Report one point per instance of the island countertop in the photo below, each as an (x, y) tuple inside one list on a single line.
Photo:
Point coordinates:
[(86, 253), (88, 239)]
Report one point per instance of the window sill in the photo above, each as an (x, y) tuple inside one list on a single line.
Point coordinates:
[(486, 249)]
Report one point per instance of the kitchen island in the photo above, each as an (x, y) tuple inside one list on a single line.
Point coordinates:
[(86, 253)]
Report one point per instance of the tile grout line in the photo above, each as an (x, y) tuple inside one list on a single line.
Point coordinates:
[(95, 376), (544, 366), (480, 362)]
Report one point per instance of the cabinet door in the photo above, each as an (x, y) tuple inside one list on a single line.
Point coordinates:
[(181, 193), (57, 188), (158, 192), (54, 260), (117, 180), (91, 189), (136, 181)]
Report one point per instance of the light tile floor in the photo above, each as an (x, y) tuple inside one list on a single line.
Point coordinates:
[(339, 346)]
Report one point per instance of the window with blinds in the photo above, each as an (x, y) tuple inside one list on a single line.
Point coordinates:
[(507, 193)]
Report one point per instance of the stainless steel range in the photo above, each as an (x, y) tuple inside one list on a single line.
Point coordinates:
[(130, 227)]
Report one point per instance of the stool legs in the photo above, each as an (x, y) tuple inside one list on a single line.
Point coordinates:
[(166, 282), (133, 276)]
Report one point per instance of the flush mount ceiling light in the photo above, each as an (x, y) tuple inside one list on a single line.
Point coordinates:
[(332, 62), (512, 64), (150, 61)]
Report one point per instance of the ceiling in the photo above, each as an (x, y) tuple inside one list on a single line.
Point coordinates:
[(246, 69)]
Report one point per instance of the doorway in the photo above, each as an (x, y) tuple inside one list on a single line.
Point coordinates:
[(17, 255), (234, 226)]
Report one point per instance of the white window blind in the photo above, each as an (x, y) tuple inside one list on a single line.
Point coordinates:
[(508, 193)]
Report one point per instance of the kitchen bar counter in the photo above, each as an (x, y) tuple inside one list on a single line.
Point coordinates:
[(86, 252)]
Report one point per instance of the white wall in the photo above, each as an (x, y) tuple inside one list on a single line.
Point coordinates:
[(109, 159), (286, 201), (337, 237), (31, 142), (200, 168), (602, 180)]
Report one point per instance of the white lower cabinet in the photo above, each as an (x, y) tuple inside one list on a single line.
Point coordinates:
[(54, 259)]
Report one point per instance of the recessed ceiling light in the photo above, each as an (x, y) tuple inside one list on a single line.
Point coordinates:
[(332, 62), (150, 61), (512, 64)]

----------

### Aim
Express all of the entries above as a JSON list of strings, with one string for each line and any blank lines left out.

### Output for this task
[
  "Report one point per instance of the island countertop in the photo below, each as an (x, y) tuple inside one list on a single line.",
  "Photo:",
  "Point coordinates:",
  "[(86, 253), (88, 239)]",
  "Report one point per instance of the window sill in the photo above, each as an (x, y) tuple inside one list on a single line.",
  "Point coordinates:",
  "[(486, 249)]",
  "Report one point per instance of the kitchen island in the photo above, each as an (x, y) tuple inside one list on a single line.",
  "Point coordinates:",
  "[(86, 253)]",
  "Report one point per instance of the tile grout line in the photo above, each as an (x, y) tuple inside one list on a single line.",
  "Point coordinates:",
  "[(95, 376), (544, 366), (480, 362)]",
  "Report one point per instance of the cabinet door in the photo above, each as an (x, y) tuple inside one list on a single line.",
  "Point coordinates:",
  "[(181, 193), (57, 188), (158, 192), (54, 260), (117, 180), (91, 189), (136, 181)]",
  "Report one point per instance of the light tile floor in the photo above, each as an (x, y) tuple inside one list on a single line.",
  "Point coordinates:",
  "[(339, 346)]",
  "Report one point per instance of the window with blinds in the photo above, each as an (x, y) tuple inside one list on a single line.",
  "Point coordinates:",
  "[(507, 193)]",
  "Report one point per instance of the stainless steel range in the photo above, each as an (x, y) tuple inside one list on a single line.",
  "Point coordinates:",
  "[(130, 227)]",
  "Report one point per instance of the stool legs in the photo above, each as an (x, y) tuple inside one list on a single line.",
  "Point coordinates:",
  "[(166, 282), (133, 276)]",
  "Report one point per instance of the flush mount ceiling light in the photo above, each as an (x, y) tuple inside one list on a single line.",
  "Point coordinates:",
  "[(332, 62), (512, 64), (150, 61)]",
  "Report one point per instance of the ceiling in the photo above, each as an (x, y) tuple inside one list on a single line.",
  "Point coordinates:",
  "[(246, 69)]",
  "Report one point per instance of the doorway in the photo above, each as an (x, y) tuple inside one list on a single line.",
  "Point coordinates:",
  "[(17, 255), (234, 226)]",
  "Report one point per instance of the white window blind in the photo above, each as an (x, y) tuple inside one list on a single line.",
  "Point coordinates:",
  "[(508, 193)]",
  "Report one point per instance of the kitchen bar counter in the photo above, each as an (x, y) tuple inside one list on a single line.",
  "Point coordinates:",
  "[(86, 252)]",
  "Report one point per instance of the white wall in the photo above, each as an (x, y) tuple inside one list on a single line.",
  "Point coordinates:",
  "[(109, 159), (286, 201), (337, 237), (31, 142), (200, 168), (602, 180)]",
  "Report one point per instance of the white lower cabinet in the photo above, each as an (x, y) tuple inside one list on a single line.",
  "Point coordinates:",
  "[(54, 259)]",
  "Report one point per instance of the recessed ceiling light in the photo above, each as an (x, y) tuple inside one list on a single line.",
  "Point coordinates:",
  "[(332, 62), (150, 61), (512, 64)]"
]